**What you are asked to do**
Work out how many lines of the material contain the string "background". Respond with the number only.
○ ○ ○ ○
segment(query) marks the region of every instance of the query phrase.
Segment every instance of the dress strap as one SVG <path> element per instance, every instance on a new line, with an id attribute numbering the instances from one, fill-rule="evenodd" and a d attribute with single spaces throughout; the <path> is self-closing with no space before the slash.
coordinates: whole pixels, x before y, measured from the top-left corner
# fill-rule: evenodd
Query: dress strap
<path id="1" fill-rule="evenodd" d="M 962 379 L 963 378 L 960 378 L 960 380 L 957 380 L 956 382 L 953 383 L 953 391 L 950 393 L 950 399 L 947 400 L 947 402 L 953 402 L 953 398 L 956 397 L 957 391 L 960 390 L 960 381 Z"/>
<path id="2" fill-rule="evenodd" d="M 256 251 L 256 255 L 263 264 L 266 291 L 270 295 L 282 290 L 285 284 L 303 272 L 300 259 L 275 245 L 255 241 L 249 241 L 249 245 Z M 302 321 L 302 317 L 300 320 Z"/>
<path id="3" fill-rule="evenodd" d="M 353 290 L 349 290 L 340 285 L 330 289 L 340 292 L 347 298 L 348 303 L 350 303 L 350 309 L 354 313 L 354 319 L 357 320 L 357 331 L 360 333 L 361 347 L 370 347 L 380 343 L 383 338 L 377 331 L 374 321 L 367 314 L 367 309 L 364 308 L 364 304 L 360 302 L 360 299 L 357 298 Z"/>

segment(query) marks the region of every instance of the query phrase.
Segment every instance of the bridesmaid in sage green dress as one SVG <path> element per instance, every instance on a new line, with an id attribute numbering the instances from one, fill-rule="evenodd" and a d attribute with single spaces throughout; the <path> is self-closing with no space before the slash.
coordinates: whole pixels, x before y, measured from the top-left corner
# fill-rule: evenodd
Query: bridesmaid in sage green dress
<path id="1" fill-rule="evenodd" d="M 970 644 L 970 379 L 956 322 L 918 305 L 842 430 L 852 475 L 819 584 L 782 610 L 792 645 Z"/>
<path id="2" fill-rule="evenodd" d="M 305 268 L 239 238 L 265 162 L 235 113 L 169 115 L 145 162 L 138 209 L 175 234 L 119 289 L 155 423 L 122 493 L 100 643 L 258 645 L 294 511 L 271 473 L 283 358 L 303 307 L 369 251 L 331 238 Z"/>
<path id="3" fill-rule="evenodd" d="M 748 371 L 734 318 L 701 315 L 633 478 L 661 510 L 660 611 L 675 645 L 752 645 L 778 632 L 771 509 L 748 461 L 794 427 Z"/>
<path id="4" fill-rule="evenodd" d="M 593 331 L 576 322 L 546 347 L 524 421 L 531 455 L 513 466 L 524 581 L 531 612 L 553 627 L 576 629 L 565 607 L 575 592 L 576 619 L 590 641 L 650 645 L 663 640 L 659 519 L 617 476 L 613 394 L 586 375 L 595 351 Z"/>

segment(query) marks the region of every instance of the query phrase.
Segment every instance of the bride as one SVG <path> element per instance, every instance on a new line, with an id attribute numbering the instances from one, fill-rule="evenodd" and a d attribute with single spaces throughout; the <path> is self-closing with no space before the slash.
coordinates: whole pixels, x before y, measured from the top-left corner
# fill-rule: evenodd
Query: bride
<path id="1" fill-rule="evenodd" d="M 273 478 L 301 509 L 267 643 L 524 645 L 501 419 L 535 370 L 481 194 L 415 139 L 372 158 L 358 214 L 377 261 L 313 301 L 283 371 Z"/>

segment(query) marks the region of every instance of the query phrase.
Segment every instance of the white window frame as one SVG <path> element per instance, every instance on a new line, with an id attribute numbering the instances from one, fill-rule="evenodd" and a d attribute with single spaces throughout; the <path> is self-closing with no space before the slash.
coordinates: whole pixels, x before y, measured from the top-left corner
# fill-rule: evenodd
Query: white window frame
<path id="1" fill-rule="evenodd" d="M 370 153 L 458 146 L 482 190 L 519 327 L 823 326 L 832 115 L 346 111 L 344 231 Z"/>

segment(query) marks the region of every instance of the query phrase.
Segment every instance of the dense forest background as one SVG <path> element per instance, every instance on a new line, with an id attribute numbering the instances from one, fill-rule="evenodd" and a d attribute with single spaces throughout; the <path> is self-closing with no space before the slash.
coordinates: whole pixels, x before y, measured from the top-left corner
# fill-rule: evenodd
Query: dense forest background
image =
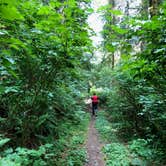
<path id="1" fill-rule="evenodd" d="M 166 3 L 144 0 L 135 16 L 123 16 L 114 1 L 101 7 L 98 64 L 91 61 L 90 3 L 0 1 L 0 166 L 83 165 L 78 144 L 86 137 L 90 89 L 107 119 L 118 122 L 118 135 L 164 165 Z"/>
<path id="2" fill-rule="evenodd" d="M 166 4 L 144 1 L 134 17 L 128 7 L 126 17 L 119 21 L 122 12 L 114 10 L 115 2 L 110 3 L 111 7 L 100 9 L 105 18 L 105 54 L 97 72 L 93 71 L 94 82 L 105 87 L 102 102 L 109 108 L 111 121 L 119 123 L 120 137 L 126 141 L 134 138 L 138 149 L 141 144 L 150 144 L 157 150 L 156 158 L 163 156 L 162 163 L 166 139 Z"/>

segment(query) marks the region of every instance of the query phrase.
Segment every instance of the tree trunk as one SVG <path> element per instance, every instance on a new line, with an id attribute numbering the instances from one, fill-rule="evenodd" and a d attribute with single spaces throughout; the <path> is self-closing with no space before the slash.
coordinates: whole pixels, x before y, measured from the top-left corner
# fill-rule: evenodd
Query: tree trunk
<path id="1" fill-rule="evenodd" d="M 112 5 L 112 8 L 115 7 L 115 0 L 109 0 L 109 4 Z M 113 16 L 113 19 L 112 19 L 112 24 L 114 25 L 116 23 L 116 17 Z M 115 53 L 112 53 L 111 54 L 111 67 L 112 69 L 114 69 L 114 66 L 115 66 Z"/>
<path id="2" fill-rule="evenodd" d="M 161 0 L 149 0 L 149 7 L 150 7 L 150 16 L 153 17 L 158 13 L 158 6 Z"/>

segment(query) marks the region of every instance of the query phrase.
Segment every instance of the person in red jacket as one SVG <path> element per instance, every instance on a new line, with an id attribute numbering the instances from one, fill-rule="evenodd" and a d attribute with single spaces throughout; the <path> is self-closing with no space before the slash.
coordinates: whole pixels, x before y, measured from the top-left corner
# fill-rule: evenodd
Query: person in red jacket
○ ○ ○ ○
**Finished exercise**
2